** Records for the task follows **

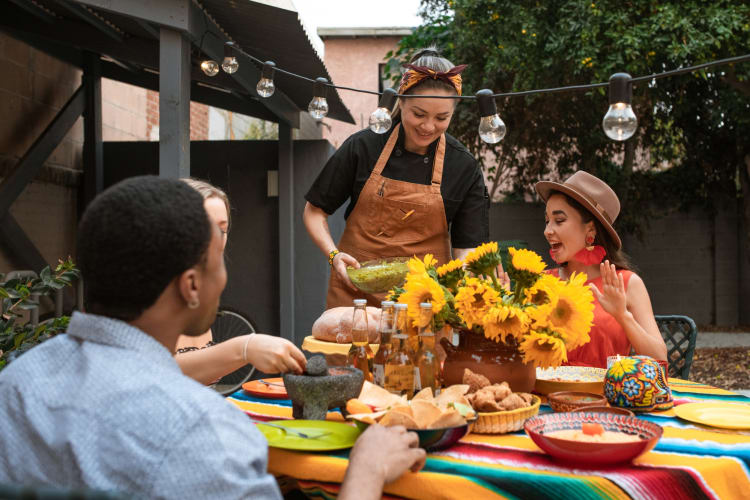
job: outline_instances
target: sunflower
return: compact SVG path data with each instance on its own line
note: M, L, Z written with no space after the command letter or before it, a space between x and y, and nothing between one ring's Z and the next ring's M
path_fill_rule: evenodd
M529 327L529 317L524 310L513 304L498 304L491 307L482 319L484 336L495 342L505 342L508 335L520 340Z
M623 356L609 367L607 375L613 380L622 380L626 373L632 373L635 370L635 358Z
M435 280L430 278L426 273L421 275L409 275L404 284L404 293L398 299L402 304L408 304L407 314L413 325L423 327L420 324L420 307L422 302L432 304L432 312L439 313L445 307L445 292Z
M513 247L508 249L510 255L510 262L513 267L518 271L528 271L530 273L539 274L547 267L542 258L531 250L521 248L516 250Z
M542 274L530 288L524 290L524 304L536 304L538 306L550 301L550 296L557 295L557 288L562 282L551 274Z
M565 342L545 331L532 330L518 348L523 353L524 361L533 363L536 367L560 366L568 360Z
M466 268L477 276L485 275L494 278L495 268L502 262L497 242L491 241L479 245L469 252L464 262L466 262Z
M455 290L458 282L466 275L464 272L464 263L461 262L461 259L453 259L447 264L438 267L437 275L441 285Z
M466 284L456 294L458 316L469 328L481 325L484 315L498 302L500 294L497 290L478 278L467 278Z
M426 273L430 268L434 268L436 264L437 259L431 253L425 255L424 260L414 256L409 259L409 272L413 274Z
M594 297L591 289L574 282L557 287L550 301L537 307L531 314L534 327L547 327L559 332L568 349L588 342L594 322Z

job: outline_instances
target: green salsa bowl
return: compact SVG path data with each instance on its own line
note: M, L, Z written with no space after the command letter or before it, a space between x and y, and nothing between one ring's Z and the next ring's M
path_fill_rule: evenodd
M360 263L359 269L347 267L346 273L354 286L365 293L385 293L401 286L409 272L408 257L390 257Z

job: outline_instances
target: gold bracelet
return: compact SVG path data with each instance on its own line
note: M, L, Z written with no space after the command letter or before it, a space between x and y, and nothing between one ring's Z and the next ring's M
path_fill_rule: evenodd
M340 253L341 252L339 252L335 248L328 253L328 265L329 266L333 267L333 258L336 257L336 255L338 255Z

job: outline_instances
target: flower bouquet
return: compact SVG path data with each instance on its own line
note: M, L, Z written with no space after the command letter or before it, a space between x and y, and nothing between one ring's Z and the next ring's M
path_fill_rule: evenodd
M563 281L544 272L545 263L531 250L509 248L506 269L513 287L495 276L501 262L497 242L474 249L463 261L443 265L431 255L410 259L403 287L389 293L408 305L414 328L420 326L419 304L430 302L435 330L449 325L497 343L515 344L523 361L536 367L560 366L571 349L589 341L594 296L586 275Z

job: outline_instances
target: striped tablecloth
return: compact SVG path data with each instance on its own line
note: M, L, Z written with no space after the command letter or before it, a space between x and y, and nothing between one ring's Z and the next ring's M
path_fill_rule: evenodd
M718 400L750 404L750 398L715 387L669 379L676 404ZM229 400L261 420L288 419L288 400L260 399L239 391ZM550 411L542 405L541 413ZM330 420L341 414L330 412ZM428 455L422 472L405 473L385 494L407 498L748 498L750 432L691 424L674 410L641 415L664 428L656 448L632 464L568 467L542 452L523 431L469 434L455 446ZM269 471L293 478L318 498L333 498L344 477L348 452L303 453L271 448Z

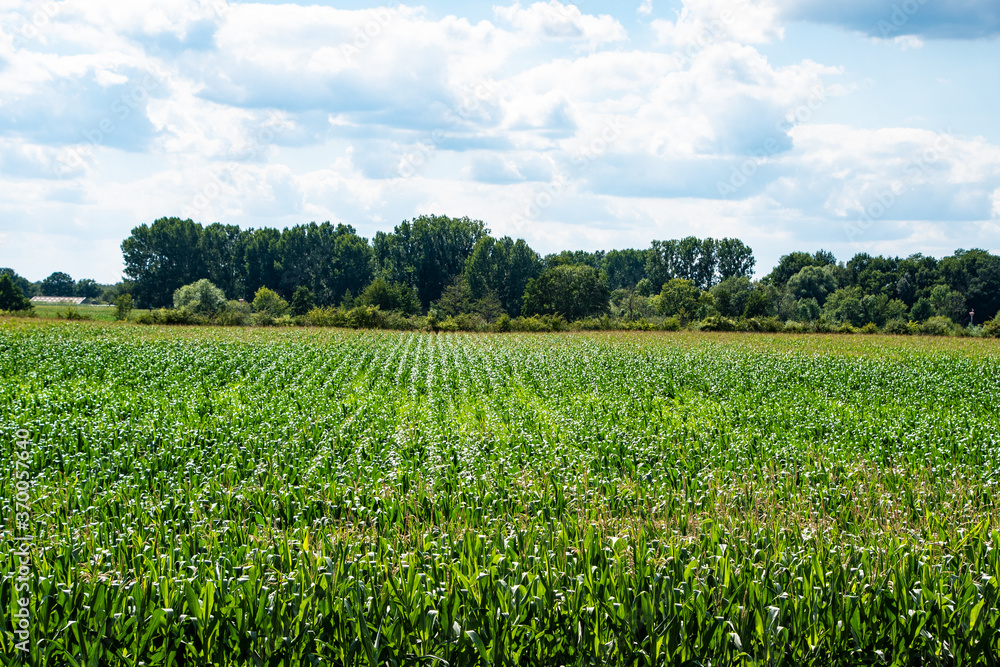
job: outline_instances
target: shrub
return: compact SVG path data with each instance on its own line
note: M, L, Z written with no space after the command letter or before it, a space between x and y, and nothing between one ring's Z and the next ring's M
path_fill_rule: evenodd
M115 299L115 321L126 322L132 312L132 295L120 294Z
M909 336L911 333L910 325L907 324L906 320L889 320L885 323L882 333L892 336Z
M1000 338L1000 314L983 325L983 333L990 338Z
M647 322L646 318L644 317L642 319L630 320L628 322L625 322L622 328L625 329L626 331L653 331L654 329L656 329L656 325L654 325L652 322Z
M205 278L180 287L174 292L174 308L197 315L214 315L225 305L225 293Z
M160 308L141 313L135 321L139 324L205 324L207 320L187 308Z
M504 313L493 323L493 330L501 333L510 331L510 315Z
M458 322L450 315L437 323L438 331L458 331Z
M809 333L809 327L801 322L796 322L795 320L789 320L785 322L785 333L791 334L804 334Z
M261 287L253 296L253 311L255 313L266 313L272 318L281 317L288 310L288 302L274 290Z
M62 320L92 320L90 315L84 315L76 308L66 307L66 310L57 310L55 316Z
M927 336L947 336L952 332L953 323L944 315L930 317L923 324L923 333Z
M314 327L346 327L347 316L339 308L313 308L306 313L306 322Z
M352 329L382 329L385 314L378 306L357 306L348 311L347 326Z
M837 333L840 334L856 334L858 330L850 322L844 322L837 328Z
M736 331L736 322L728 317L706 317L698 325L702 331Z
M875 324L874 322L869 322L865 326L861 327L861 333L868 334L868 335L877 334L878 333L878 325Z
M660 325L660 329L663 331L680 331L683 328L684 325L681 324L680 319L677 317L668 317L663 320L663 324Z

** End of Records for the task **

Brief » The listing above, line by line: print it exactly, but not its pictures.

Exercise response »
job: outline_instances
target: sunflower
return: compact SVG path data with each instance on its own line
note: M, L, Z written with no space after the command letter or before it, a space between x and y, and nothing between one ring's Z and the next ring's M
path_fill_rule: evenodd
M529 327L529 317L524 310L513 304L498 304L491 307L482 319L484 336L495 342L505 342L508 335L520 340Z
M623 356L609 367L607 375L613 380L622 380L626 373L632 373L635 370L635 358Z
M435 280L430 278L426 273L421 275L409 275L404 284L404 293L398 299L402 304L408 304L407 314L413 325L423 327L420 324L420 307L422 302L432 304L432 312L439 313L445 307L445 292Z
M513 247L508 249L510 255L510 262L513 267L518 271L528 271L530 273L539 274L547 267L542 258L531 250L521 248L516 250Z
M542 274L530 288L524 290L524 304L536 304L538 306L550 301L550 296L557 295L557 288L562 282L551 274Z
M565 342L545 331L532 330L518 348L523 353L524 361L533 363L536 367L560 366L568 360Z
M466 268L477 276L485 275L494 278L495 268L502 262L497 242L491 241L479 245L469 252L464 262L466 262Z
M455 290L458 282L466 275L464 272L464 263L461 262L461 259L453 259L447 264L438 267L437 275L441 285Z
M466 284L456 294L458 316L469 328L481 325L484 315L498 302L500 294L497 290L478 278L467 278Z
M426 273L430 268L434 268L436 264L437 259L431 253L425 255L424 260L414 256L409 259L409 272L413 274Z
M594 297L591 289L574 282L557 287L550 301L537 307L531 314L534 327L547 327L559 332L568 349L588 342L594 322Z

job: outline_instances
target: green salsa bowl
return: compact SVG path data with each instance on its own line
note: M, L, Z written with no space after the command letter or before it, a space between x and y, and nothing between one ring's Z and the next ring's M
path_fill_rule: evenodd
M360 263L359 269L347 267L346 273L354 286L365 293L385 293L401 286L409 272L408 257L390 257Z

job: outline_instances
target: gold bracelet
return: compact SVG path data with each instance on its own line
note: M, L, Z written with no space after the command letter or before it, a space between x and y, and nothing between one ring's Z and the next ring's M
path_fill_rule: evenodd
M340 253L341 252L339 252L335 248L328 253L328 265L329 266L333 267L333 258L336 257L336 255L338 255Z

job: outline_instances
target: flower bouquet
return: compact SVG path data with each instance on its own line
note: M, L, Z written with no space after the command letter or before it, a space between x and y, and nothing between one ring's Z and the next ring's M
path_fill_rule: evenodd
M563 281L544 272L545 263L531 250L509 248L506 269L513 287L495 276L501 262L497 242L474 249L463 261L443 265L431 255L410 259L403 287L389 293L408 305L414 328L420 326L419 304L430 302L435 330L449 325L497 343L515 344L523 361L536 367L560 366L571 349L589 341L594 296L586 275Z

job: outline_instances
target: striped tablecloth
return: compact SVG path data with each instance on its own line
note: M, L, Z written with no space after the command letter or before it, a space between x and y, and nothing between one ring's Z and the next ring's M
path_fill_rule: evenodd
M718 400L750 404L750 398L715 387L669 379L676 404ZM229 400L261 420L288 419L288 400L260 399L239 391ZM550 411L542 405L541 413ZM330 420L341 414L330 412ZM428 455L422 472L405 473L385 494L407 498L748 498L750 432L691 424L674 410L641 415L664 428L656 448L632 464L568 467L542 452L523 431L469 434L455 446ZM269 471L293 478L318 498L333 498L344 477L348 452L303 453L271 448Z

job: outline_instances
target: shrub
return: compact SVG path data with each instance on its own line
note: M, L, Z written with no space after the command letter or before it, a space between x and y, and nothing between one ring's Z and the next ring's M
path_fill_rule: evenodd
M115 299L115 321L126 322L132 312L132 295L120 294Z
M909 336L911 333L910 325L907 324L906 320L889 320L885 323L882 333L892 336Z
M1000 338L1000 314L983 325L983 333L990 338Z
M647 322L646 318L644 317L642 319L630 320L628 322L625 322L622 328L625 329L626 331L653 331L654 329L656 329L656 325L654 325L652 322Z
M205 278L180 287L174 292L174 308L197 315L214 315L225 305L225 293Z
M160 308L141 313L135 321L139 324L205 324L207 320L187 308Z
M504 313L493 323L493 330L501 333L510 331L510 315Z
M458 322L450 315L437 323L438 331L458 331Z
M809 333L809 327L801 322L796 322L795 320L789 320L785 322L785 333L791 334L804 334Z
M261 287L253 296L253 311L255 313L266 313L272 318L281 317L288 310L288 302L274 290Z
M62 320L92 320L90 315L84 315L76 308L66 307L66 310L57 310L55 316Z
M927 336L947 336L952 332L953 323L944 315L930 317L923 324L923 333Z
M314 327L346 327L347 316L339 308L313 308L306 313L306 322Z
M352 329L382 329L385 314L378 306L357 306L348 311L347 326Z
M837 333L840 334L856 334L858 330L850 322L844 322L837 328Z
M736 331L736 322L728 317L706 317L698 325L702 331Z
M875 324L874 322L869 322L865 326L861 327L861 333L868 334L868 335L877 334L878 333L878 325Z
M660 325L660 329L663 331L680 331L683 328L684 325L681 324L680 319L677 317L668 317L663 320L663 324Z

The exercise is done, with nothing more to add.